§ **DOCUMENT SECTION**:

So there are different ways for us to enable our customers to leverage the capabilities we have on the hardware side. On the nitro side it’s transparent for the most part. And then specifically on the training and inferentia side, it’s by enabling our customers to use open source frameworks instead of directly building on top of our component technology.

Kelly: I really like that introduction of nitro into the story because, again, everyone’s like, AI, ML, everything. But Annapurna Labs, the first chip that came out of there was nitro, correct?

Chetan: Yeah, you’re absolutely right. Yeah. So our journey with building Silicon for AWS started with Nitro, right? And it goes back to 2015, 2016, as you mentioned earlier. And the way we virtualize our hardware is, at this current point in time, 100 % managed on nitro. So let me rewind a bit. So prior to Nitro and prior to us building our own Silicon, on the Hypervisor side and how we managed to enable customers to run on slices of servers, a lot of that management was actually running on the same server itself. So that’s typically how Hypervisors work, where you would take out 15, 20 % of the compute resources on the server itself and allocate it for management purposes. And then you have the remaining part of the compute available for you to run customer workloads. So nitro as a core capability enabled us to offload a lot of the management capabilities and all of it and run it on a dedicated card. And that’s where we started building our own chips. There wasn’t off the shelf accelerator that was available for us to run our own management stack. And that’s where we started building our own nitro chips, our own offload cards, and plugging them into our servers.

Chetan: So nitro has actually laid the foundation when it comes to building expertise around Silicon. We built on it to launch our Gabatone CPUs about four years back. And that was super exciting because, again, that was the first time in the industry a cloud provider had built a CPU from the ground up and brought it to market. And then we built on that capability of being able to build high performance CPUs, start building accelerators for AI/ML, hence Trainium and Inferentia were born. And now we are on our third architecture for Trainium and Inferentia. So it’s been a fascinating ride.

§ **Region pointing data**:
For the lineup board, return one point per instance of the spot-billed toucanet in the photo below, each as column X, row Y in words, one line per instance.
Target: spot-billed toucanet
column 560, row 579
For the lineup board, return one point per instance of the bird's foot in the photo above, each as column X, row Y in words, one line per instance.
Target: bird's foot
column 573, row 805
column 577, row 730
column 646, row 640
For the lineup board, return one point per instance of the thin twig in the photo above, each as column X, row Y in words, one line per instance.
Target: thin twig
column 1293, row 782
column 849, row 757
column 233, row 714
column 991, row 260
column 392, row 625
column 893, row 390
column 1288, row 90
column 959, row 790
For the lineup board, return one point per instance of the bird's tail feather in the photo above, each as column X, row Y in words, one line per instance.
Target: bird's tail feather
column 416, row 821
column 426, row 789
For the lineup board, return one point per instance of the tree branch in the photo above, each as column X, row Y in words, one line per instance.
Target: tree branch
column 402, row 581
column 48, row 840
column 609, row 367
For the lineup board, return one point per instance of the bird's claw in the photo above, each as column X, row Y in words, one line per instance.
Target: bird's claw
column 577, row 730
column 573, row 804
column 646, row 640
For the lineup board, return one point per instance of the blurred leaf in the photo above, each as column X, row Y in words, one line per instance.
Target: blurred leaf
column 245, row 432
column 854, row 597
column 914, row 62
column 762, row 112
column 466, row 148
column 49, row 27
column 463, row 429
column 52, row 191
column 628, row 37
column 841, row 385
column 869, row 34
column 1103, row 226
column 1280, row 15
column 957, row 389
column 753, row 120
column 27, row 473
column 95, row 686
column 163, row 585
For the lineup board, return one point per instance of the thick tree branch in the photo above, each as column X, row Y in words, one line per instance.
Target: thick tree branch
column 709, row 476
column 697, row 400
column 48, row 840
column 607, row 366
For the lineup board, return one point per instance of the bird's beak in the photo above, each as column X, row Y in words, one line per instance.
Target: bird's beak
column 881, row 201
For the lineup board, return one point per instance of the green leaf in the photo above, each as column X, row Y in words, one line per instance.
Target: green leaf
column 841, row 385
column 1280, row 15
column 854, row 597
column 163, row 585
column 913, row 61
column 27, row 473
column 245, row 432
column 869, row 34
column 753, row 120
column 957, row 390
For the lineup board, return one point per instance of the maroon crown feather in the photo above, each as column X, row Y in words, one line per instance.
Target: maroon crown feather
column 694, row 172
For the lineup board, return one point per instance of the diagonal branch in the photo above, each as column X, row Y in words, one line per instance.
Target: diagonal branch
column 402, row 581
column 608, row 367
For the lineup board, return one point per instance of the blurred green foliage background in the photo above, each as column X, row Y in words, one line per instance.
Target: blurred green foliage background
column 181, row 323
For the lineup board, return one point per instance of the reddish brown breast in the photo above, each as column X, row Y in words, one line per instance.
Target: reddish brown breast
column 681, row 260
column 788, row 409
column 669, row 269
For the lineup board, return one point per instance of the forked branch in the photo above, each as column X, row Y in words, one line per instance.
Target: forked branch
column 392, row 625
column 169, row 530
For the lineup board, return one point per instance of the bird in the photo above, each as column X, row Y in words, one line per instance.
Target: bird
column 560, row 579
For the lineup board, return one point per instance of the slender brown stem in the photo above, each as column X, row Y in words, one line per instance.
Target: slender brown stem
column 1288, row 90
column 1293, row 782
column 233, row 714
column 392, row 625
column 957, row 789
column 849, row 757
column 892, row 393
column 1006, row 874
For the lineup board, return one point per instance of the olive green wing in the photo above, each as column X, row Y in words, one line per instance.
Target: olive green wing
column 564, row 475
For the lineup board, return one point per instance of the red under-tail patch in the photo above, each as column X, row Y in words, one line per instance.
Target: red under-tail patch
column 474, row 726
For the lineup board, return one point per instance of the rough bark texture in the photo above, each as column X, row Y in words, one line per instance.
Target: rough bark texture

§ **TASKS TO COMPLETE**:
1 - Answer these questions using the AWS silicon interview:
(a) According to Kelly, what was the first chip that came out of Annapurna Labs?
(b) To which years does Chetan trace the beginning of the journey of building silicon for AWS?
(c) Which architecture are Trainium and Inferentia now on?
2 - List each percentage figure stated in the AWS silicon interview, along with what it describes.

§ **RESPONSES PER TASK**:
1 -
(a) Nitro.
(b) 2015 and 2016.
(c) Their third architecture.

2 -
- 100%: the share of hardware virtualization that is currently managed on Nitro.
- 15%: the lower end of the share of a server's compute resources that Hypervisors typically allocate for management.
- 20%: the upper end of that same share.